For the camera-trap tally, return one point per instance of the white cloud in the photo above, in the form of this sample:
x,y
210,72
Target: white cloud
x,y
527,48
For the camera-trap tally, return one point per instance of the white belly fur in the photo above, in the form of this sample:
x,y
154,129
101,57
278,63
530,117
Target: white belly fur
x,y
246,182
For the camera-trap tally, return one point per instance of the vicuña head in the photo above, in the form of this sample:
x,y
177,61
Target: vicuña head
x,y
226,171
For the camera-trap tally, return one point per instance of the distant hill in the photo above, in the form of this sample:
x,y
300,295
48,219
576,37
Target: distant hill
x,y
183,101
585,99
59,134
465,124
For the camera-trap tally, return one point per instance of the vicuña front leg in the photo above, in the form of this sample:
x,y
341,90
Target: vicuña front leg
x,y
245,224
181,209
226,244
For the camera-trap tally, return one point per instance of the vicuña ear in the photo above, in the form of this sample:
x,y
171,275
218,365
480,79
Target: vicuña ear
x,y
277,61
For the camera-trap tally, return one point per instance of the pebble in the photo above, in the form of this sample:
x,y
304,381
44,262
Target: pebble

+-------+

GIVEN INSTRUCTION: Retype the entries one by one, exactly.

COMPLETE OUTPUT:
For the camera-trap tally, return one point per instance of the white cloud in the photo above, in the form of this sample:
x,y
210,72
Target: white cloud
x,y
527,48
For the camera-trap tally, return one point per instance of the white belly fur in the photo above, in the form of this sample:
x,y
154,129
101,57
278,63
530,117
Target: white belly fur
x,y
246,182
For the camera-trap tally, return one point per instance of the vicuña head in the photo above, in the form of this sample:
x,y
177,61
Target: vicuña head
x,y
226,171
For the camera-trap tally, return one point per instance of the distant hill in the photo above, in the form of this sample:
x,y
300,295
48,219
576,37
Target: distant hill
x,y
183,101
585,99
59,134
465,124
For the camera-trap tally, return one point per instance of the vicuña front leg in the photo above, in the form of this sample:
x,y
341,90
Target: vicuña front leg
x,y
245,224
181,209
226,244
For the camera-trap tally, return one point per instance of the vicuña ear in the photo above, in the form of this sample:
x,y
171,275
218,365
480,79
Target: vicuña ear
x,y
277,61
For the camera-trap tally, return one point per instance of the pebble in the photo above, in the form of this sample:
x,y
304,381
44,262
Target: pebble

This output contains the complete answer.